§ **PROBLEM**: In the entries below, find the line with "sky in this" and the line with "of the bark". Return those two lines and all lines between them, exactly.

§ **PROVIDED RECORDS**:
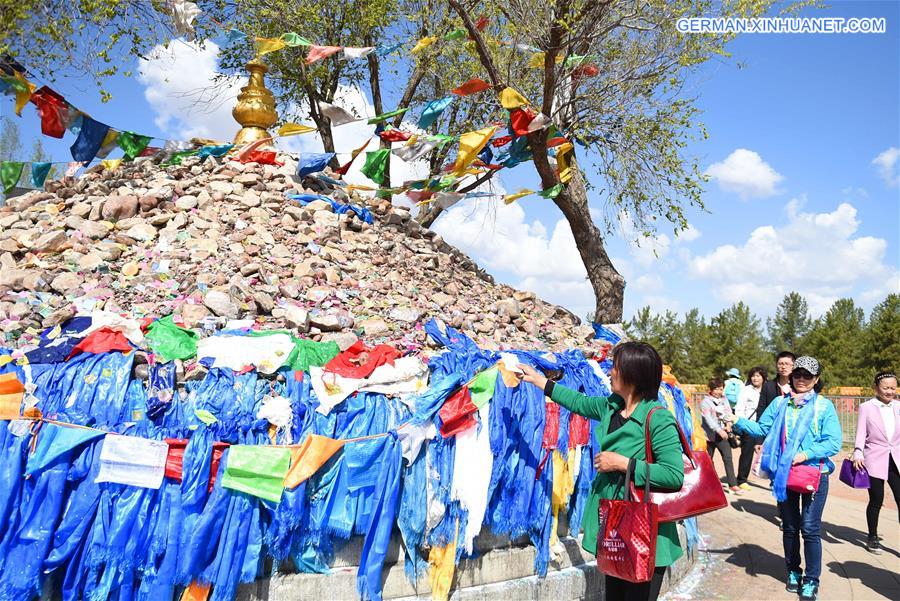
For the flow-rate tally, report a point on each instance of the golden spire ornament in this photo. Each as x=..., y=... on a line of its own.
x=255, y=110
--
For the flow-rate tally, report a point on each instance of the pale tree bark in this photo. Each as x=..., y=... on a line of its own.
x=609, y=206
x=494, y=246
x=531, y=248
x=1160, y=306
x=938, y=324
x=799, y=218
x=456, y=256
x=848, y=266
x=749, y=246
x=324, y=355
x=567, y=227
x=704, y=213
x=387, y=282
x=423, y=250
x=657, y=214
---
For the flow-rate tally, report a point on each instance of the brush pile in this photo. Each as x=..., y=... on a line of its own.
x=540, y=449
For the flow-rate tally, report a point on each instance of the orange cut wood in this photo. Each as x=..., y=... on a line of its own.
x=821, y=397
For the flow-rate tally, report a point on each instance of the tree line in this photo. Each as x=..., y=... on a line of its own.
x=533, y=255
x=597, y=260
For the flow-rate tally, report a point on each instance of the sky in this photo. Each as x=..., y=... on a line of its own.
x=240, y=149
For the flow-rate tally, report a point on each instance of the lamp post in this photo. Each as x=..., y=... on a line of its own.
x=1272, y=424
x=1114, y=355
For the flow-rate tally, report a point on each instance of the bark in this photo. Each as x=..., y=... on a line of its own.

§ **RESPONSE**:
For the flow-rate tally, report a point on each instance of the sky in this photo. Each as x=..., y=... on a line of its own.
x=240, y=149
For the flow-rate tally, report a point on each instance of the lamp post in this photo. Each as x=..., y=... on a line of its own.
x=1272, y=424
x=1114, y=355
For the flow-rate tally, report a point on each instance of the bark in this photo. Each as x=..., y=... on a line of its own.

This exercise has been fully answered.